• [Work instructions]
Could you set down exactly the lines in the records below between the line holding "point_to(query) gives x" and the line holding "Target: brown canvas jacket", inclusive?
START Records provided
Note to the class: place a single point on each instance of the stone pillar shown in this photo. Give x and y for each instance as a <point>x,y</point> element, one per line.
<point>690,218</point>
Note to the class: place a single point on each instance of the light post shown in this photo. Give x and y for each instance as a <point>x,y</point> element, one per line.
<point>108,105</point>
END Records provided
START Records provided
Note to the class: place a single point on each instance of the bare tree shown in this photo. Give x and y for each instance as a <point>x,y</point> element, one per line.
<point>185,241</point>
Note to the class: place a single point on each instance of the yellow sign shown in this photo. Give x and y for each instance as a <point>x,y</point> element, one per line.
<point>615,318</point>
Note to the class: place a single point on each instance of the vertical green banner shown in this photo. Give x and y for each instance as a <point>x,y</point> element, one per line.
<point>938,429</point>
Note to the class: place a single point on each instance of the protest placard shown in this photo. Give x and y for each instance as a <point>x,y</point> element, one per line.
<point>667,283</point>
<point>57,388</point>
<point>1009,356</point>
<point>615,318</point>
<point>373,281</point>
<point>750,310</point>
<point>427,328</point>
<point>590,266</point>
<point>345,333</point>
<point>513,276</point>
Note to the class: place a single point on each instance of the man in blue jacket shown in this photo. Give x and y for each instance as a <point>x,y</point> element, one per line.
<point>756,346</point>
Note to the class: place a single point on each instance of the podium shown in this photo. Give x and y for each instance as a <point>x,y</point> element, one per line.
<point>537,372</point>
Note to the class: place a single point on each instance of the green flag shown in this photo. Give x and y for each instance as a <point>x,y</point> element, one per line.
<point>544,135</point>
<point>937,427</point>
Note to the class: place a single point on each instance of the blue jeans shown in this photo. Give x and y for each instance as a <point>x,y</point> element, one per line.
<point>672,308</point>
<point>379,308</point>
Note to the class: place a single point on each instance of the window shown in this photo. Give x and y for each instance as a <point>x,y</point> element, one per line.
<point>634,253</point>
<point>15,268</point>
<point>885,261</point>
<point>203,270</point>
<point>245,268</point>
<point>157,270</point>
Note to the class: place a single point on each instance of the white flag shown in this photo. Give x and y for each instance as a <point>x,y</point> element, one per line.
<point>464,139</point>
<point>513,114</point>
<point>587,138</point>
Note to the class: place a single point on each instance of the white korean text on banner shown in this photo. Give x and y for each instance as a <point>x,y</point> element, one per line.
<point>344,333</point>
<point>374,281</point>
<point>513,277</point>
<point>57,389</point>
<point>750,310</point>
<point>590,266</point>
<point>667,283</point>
END Records provided
START Records provided
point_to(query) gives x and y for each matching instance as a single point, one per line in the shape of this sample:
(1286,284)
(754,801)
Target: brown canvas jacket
END Records provided
• [Written answer]
point_to(query) gives x and y for each matching instance as a single point, one per line in the shape of this sample:
(1286,284)
(754,801)
Target: brown canvas jacket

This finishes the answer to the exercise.